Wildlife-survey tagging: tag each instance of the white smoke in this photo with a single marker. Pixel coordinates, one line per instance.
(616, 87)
--
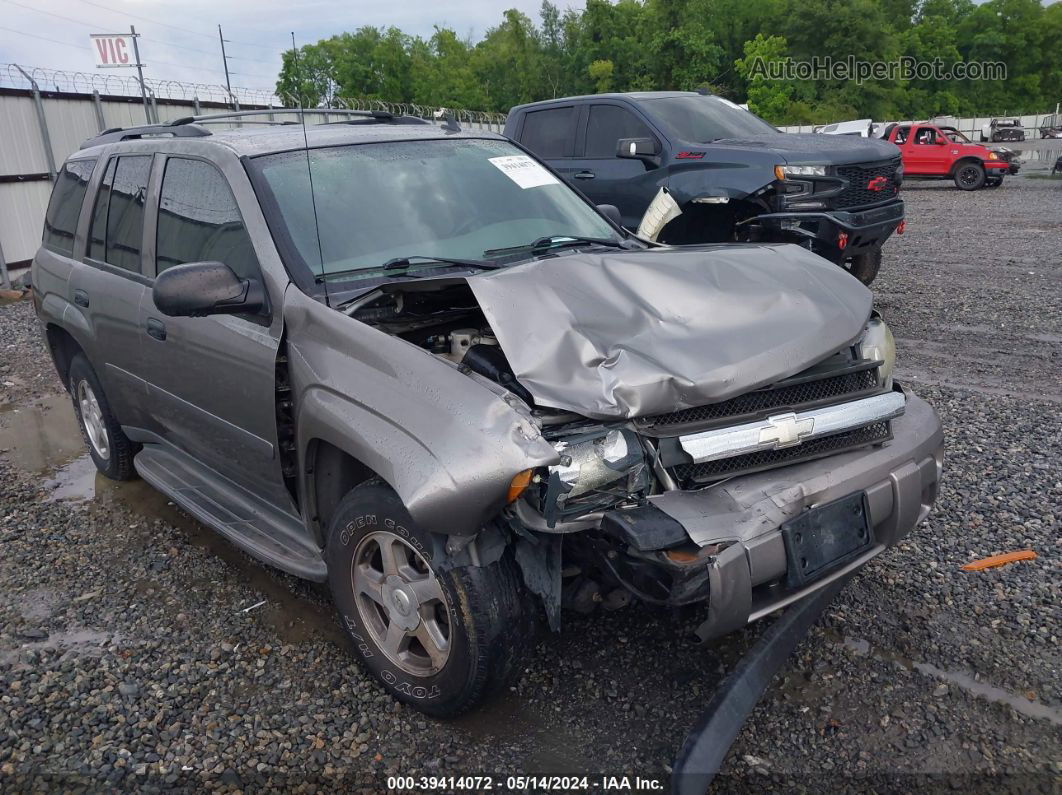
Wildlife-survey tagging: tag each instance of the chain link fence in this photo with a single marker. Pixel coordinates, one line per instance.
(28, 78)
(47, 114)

— Given problem —
Locate every row of the material above that contains the string "line", and copy each of those rows in full.

— Output —
Wildlife-survey tagging: tag each instance of the white smoke in this photo with a single marker. Pixel coordinates, one line per instance.
Wildlife-survey tagging: tag each instance of the chain link fence in this photo with a single marker. Pixel coordinates, one line per instance.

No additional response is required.